[Image-grounded pointing data]
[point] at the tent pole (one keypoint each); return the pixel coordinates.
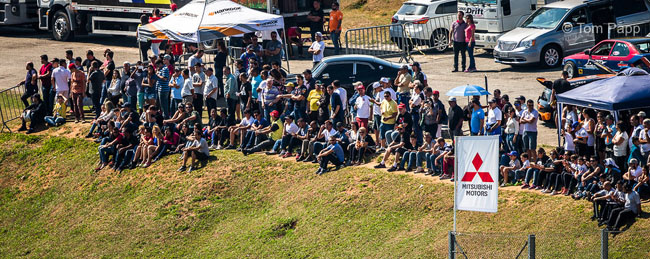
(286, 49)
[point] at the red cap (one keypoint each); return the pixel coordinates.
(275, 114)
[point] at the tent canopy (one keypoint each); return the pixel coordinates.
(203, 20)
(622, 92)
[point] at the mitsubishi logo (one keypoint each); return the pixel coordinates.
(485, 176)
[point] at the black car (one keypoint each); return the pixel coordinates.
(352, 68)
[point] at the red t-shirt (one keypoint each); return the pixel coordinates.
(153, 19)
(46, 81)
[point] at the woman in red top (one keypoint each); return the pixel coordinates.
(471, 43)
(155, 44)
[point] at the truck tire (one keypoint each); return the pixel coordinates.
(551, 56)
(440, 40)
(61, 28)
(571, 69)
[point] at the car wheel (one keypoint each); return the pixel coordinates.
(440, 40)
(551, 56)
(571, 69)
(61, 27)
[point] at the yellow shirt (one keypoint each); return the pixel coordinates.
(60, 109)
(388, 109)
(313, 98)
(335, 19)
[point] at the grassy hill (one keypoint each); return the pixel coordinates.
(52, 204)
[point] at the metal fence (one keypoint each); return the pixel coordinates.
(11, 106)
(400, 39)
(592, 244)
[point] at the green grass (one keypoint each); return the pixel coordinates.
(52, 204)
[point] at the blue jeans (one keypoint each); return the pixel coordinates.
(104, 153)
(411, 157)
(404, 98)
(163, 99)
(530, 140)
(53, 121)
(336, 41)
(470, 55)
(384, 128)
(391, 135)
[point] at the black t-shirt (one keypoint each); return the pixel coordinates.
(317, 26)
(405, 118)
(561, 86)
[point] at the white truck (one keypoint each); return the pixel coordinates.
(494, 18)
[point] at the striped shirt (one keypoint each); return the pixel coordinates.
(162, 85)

**How to complete this task:** Reproduce exactly, with nothing added, the lines from the one that contains "[point] at the mitsubishi" to the end of the data.

**Written answer:**
[point] at the mitsubishi logo (one keypoint each); return the pixel coordinates.
(485, 176)
[point] at the black car (one keypoint each); return the pixel coordinates.
(352, 68)
[point] at the red t-shirt (one keypoint each); return the pixel coordinates.
(153, 19)
(46, 81)
[point] at the woman in red top (one keypoint each); return the pixel coordinates.
(471, 43)
(155, 44)
[point] at the truck tire (one keypoint each); return the pixel coordinates.
(551, 56)
(440, 40)
(61, 28)
(571, 69)
[point] at the car wheel (one keypoint each); return the pixel coordinates.
(440, 40)
(551, 56)
(571, 69)
(61, 27)
[point] at the yellow shirt (one keypoint each); return the pixel coordinates.
(60, 109)
(388, 109)
(313, 98)
(335, 19)
[point] at the grassy hill (one keypoint each); return the pixel coordinates.
(52, 204)
[point] at the metal fence (one keypoint each); return the pixel coordinates.
(11, 106)
(400, 39)
(592, 244)
[point] at the green grass (one keypoint each); return the pixel coordinates.
(52, 204)
[point] at the blue jeans (one keypoint each); return the pixel coordinates.
(104, 153)
(411, 157)
(404, 98)
(163, 99)
(530, 140)
(53, 121)
(336, 41)
(470, 55)
(384, 128)
(391, 135)
[point] at the black t-shirt (one keypoint each); return the pixel coordinates.
(317, 26)
(405, 118)
(561, 86)
[point] at the white truck (one keypoint each); return the pixel coordinates.
(494, 18)
[point] at the striped shirt (one keypoint each); return the pixel coordinates.
(162, 85)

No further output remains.